=== Aim ===
Convert everything from the start of the entries down to the line that contains "point(263, 161)" into a two-column CSV with the headers request and points, with one row for each entry. Put each entry's text and its answer in a single quoted field each, turn line breaks into spaces, and leave the pictures out.

=== Given entries ===

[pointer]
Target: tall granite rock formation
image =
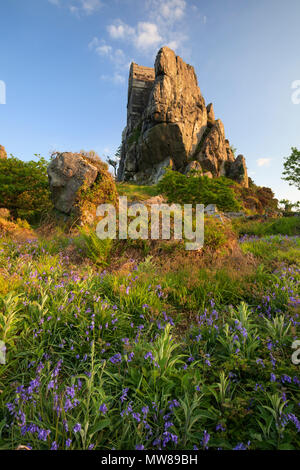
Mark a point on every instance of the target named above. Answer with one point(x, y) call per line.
point(3, 153)
point(168, 124)
point(78, 184)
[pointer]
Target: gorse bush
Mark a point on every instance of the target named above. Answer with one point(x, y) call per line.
point(24, 188)
point(199, 190)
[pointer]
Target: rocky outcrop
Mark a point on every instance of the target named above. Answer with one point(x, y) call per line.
point(238, 171)
point(78, 184)
point(3, 153)
point(167, 120)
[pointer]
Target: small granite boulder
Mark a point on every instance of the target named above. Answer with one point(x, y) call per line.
point(3, 153)
point(78, 184)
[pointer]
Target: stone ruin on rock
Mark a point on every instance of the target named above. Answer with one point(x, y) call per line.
point(168, 124)
point(3, 153)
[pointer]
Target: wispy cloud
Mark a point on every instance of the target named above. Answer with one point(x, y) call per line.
point(158, 28)
point(78, 7)
point(263, 162)
point(117, 57)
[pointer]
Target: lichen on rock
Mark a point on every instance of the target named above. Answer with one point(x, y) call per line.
point(167, 120)
point(78, 184)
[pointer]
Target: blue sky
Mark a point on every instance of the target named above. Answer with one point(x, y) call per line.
point(65, 64)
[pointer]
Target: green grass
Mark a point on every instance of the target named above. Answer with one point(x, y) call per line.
point(154, 357)
point(284, 226)
point(136, 192)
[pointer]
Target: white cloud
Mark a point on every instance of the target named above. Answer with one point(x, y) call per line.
point(172, 10)
point(90, 6)
point(77, 7)
point(116, 56)
point(147, 35)
point(120, 30)
point(105, 49)
point(263, 161)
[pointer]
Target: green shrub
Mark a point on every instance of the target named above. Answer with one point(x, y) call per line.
point(24, 188)
point(285, 226)
point(199, 190)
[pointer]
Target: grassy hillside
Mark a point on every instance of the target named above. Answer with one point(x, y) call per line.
point(163, 349)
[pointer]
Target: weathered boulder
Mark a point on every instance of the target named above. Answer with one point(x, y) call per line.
point(172, 123)
point(4, 213)
point(167, 120)
point(213, 154)
point(237, 171)
point(3, 153)
point(78, 184)
point(210, 112)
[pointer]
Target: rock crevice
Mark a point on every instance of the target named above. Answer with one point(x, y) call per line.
point(167, 120)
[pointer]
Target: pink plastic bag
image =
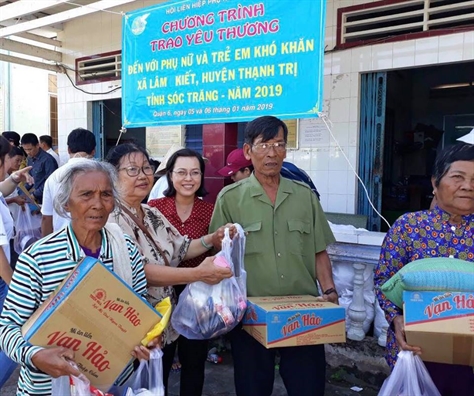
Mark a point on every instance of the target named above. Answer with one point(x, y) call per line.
point(206, 311)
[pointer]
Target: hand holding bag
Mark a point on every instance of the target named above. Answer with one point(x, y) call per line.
point(409, 378)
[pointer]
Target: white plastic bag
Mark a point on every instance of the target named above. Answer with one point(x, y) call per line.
point(409, 378)
point(74, 386)
point(148, 379)
point(27, 230)
point(206, 311)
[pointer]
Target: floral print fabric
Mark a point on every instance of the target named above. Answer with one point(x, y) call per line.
point(415, 236)
point(171, 242)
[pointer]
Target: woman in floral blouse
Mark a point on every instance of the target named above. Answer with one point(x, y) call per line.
point(444, 231)
point(161, 245)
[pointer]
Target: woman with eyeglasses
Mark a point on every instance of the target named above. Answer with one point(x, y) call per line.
point(191, 216)
point(161, 244)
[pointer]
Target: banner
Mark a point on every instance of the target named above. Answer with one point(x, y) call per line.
point(214, 61)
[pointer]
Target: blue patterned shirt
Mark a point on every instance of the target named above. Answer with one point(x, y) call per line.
point(39, 271)
point(414, 236)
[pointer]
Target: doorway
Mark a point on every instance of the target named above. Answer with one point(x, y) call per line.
point(407, 117)
point(107, 124)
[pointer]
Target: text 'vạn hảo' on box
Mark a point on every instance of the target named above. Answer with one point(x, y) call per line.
point(294, 320)
point(94, 313)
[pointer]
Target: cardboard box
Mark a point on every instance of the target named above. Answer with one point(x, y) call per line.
point(442, 324)
point(294, 320)
point(94, 313)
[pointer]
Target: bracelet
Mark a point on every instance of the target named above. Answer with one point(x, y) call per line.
point(205, 245)
point(330, 291)
point(13, 179)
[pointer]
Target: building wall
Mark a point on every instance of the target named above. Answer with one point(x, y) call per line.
point(332, 174)
point(25, 104)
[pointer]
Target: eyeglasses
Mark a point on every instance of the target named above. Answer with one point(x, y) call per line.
point(265, 147)
point(133, 171)
point(182, 174)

===

=== Correct result ===
request,points
"[pointer] Target: tall granite rock formation image = Mark a point on every instance of the target named above. Answer with one point(x, y) call per line.","point(3, 153) point(168, 124) point(78, 184)"
"[pointer] Target: gorse bush Mark a point on every instance of the target named above. Answer with one point(x, y) call per line.","point(24, 188) point(199, 190)"
"[pointer] Target: rocky outcrop Mark a point on every instance of the target named above. Answer with one point(x, y) call per line.","point(238, 171) point(78, 184) point(3, 153) point(167, 120)"
"[pointer] Target: small granite boulder Mark a point on every instance of the target named above. Answer with one point(x, y) call per line.","point(3, 153) point(78, 184)"
"[pointer] Target: stone ruin on rock Mark a point on every instance of the target named above. Answer with one point(x, y) call per line.","point(168, 124) point(3, 153)"
"[pointer] Target: wispy cloud Mark a point on every instance of the target named above. Answer with one point(x, y) call per line.","point(158, 28) point(78, 7) point(263, 162) point(117, 57)"
"[pointer] Target: lichen on rock Mark a point on every instance of the target named above. Answer with one point(x, y) call per line.","point(167, 120) point(78, 184)"
"[pointer] Target: blue sky Mark a point on every instance of the target named above. Answer with one point(x, y) call per line.","point(65, 64)"
"[pointer] Target: green grass Mark a point on every instance of the target named above. Answer with one point(x, y) call per line.","point(154, 357) point(284, 226) point(136, 192)"
"[pointer] Target: white cloud Mark a point on every instance of the target named above. Answer with one point(x, y) call per line.","point(172, 10) point(90, 6) point(77, 7) point(116, 56) point(147, 35) point(120, 30) point(105, 49) point(263, 161)"